#### Your instructions:
Count the lines of the material below that contain the string "hammer", treating uppercase and lowercase as different, and reply with only the number.

#### Material provided:
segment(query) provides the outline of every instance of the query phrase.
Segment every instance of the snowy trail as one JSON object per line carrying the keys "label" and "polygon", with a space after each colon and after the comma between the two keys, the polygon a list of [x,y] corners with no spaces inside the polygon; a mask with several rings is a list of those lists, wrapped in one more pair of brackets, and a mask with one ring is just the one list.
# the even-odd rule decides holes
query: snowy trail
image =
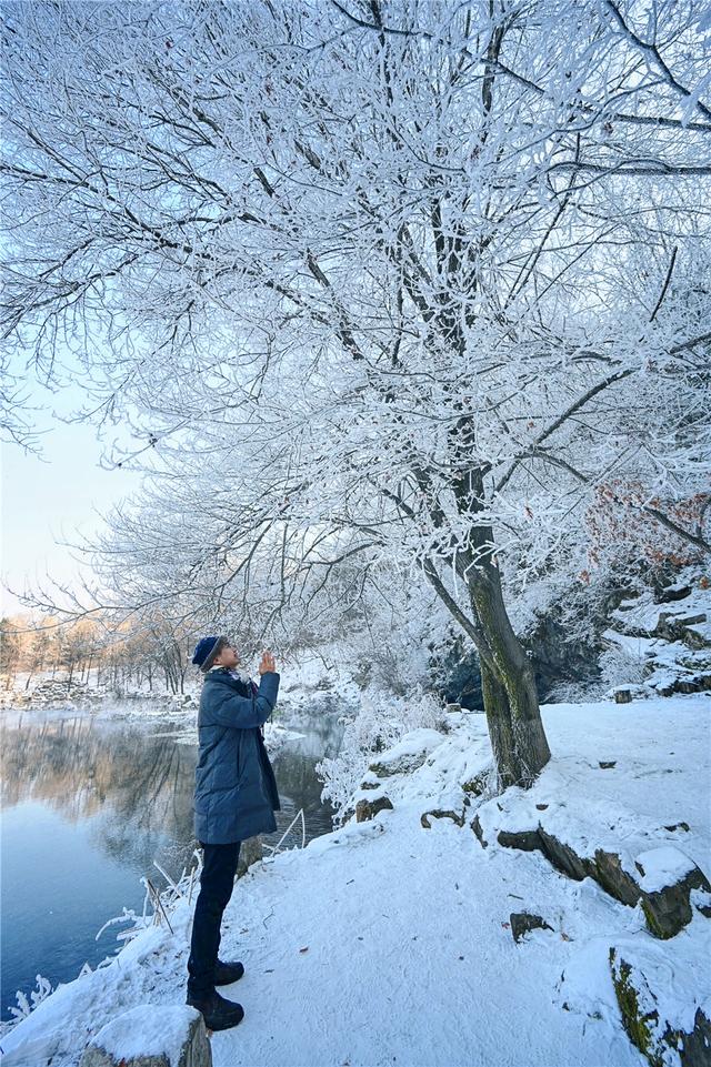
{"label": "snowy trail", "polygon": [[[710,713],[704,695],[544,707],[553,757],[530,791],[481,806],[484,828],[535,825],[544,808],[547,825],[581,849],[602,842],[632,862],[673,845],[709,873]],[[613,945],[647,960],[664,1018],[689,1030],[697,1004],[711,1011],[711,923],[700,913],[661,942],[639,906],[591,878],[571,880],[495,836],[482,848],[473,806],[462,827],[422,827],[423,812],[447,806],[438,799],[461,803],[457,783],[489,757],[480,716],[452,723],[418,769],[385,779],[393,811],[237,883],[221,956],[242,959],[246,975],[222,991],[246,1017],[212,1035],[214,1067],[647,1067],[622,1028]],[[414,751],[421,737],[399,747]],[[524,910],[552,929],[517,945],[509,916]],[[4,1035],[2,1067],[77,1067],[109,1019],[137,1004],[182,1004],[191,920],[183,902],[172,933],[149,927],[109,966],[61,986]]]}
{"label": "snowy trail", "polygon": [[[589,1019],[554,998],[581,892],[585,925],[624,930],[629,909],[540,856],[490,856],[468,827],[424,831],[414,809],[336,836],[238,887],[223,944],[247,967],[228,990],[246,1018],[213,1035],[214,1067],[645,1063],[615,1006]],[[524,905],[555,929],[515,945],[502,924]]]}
* * *
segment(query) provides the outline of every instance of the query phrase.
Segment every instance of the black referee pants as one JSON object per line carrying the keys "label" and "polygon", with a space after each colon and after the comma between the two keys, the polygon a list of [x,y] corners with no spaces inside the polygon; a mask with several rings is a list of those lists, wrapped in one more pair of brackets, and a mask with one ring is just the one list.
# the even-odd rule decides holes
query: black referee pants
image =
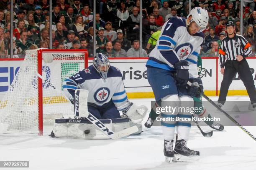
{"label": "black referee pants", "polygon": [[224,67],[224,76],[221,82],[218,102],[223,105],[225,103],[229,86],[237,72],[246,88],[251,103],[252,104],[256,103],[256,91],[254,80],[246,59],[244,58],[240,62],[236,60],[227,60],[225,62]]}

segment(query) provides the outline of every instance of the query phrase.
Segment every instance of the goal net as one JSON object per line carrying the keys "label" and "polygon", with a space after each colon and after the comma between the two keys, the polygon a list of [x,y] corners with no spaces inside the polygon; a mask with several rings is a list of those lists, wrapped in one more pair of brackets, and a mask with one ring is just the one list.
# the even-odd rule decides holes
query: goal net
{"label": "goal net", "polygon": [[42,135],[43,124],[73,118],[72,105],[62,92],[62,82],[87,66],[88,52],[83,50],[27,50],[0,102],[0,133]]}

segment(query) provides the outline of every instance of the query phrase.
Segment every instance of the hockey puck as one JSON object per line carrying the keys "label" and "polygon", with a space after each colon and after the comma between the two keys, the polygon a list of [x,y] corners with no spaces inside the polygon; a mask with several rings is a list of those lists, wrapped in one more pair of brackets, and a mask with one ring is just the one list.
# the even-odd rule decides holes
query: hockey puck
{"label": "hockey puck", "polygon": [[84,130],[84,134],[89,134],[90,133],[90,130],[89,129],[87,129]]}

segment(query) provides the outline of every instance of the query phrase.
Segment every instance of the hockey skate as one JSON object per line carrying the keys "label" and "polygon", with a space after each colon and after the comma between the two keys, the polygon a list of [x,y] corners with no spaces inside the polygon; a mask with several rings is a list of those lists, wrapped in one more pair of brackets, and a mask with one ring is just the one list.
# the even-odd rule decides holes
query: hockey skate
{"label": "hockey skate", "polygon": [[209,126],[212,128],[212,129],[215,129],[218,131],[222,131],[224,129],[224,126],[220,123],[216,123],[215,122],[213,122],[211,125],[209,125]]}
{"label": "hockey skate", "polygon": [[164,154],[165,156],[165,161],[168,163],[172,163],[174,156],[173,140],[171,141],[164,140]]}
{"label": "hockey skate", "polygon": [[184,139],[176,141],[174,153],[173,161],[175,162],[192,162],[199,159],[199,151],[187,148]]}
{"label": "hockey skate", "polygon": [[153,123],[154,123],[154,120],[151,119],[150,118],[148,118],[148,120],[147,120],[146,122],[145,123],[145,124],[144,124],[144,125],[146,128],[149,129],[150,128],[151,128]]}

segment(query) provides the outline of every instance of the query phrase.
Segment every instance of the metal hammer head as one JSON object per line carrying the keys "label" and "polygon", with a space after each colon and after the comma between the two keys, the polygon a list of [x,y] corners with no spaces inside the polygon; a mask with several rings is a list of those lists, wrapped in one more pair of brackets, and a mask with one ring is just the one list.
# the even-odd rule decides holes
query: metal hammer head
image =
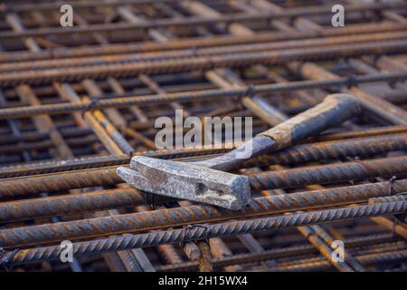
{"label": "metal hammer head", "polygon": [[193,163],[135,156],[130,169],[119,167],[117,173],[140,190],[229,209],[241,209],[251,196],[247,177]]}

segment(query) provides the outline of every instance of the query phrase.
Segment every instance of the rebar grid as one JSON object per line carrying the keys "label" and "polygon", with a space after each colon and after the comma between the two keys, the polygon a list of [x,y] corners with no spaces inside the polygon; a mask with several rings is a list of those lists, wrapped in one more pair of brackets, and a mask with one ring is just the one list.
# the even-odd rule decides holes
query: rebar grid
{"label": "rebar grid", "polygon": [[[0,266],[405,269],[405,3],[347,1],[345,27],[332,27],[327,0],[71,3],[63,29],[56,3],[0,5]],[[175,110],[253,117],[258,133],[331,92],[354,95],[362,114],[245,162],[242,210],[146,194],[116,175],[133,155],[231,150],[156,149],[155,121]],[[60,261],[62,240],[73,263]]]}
==
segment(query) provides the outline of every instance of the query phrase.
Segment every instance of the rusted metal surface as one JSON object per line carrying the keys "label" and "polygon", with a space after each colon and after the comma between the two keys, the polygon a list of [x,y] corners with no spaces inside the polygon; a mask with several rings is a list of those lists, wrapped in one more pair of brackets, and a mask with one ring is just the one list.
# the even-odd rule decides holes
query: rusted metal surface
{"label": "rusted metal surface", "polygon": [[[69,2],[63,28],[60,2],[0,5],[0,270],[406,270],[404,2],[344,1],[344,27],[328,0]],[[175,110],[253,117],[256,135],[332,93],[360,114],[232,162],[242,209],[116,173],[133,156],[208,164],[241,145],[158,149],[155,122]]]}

#### Task answer:
3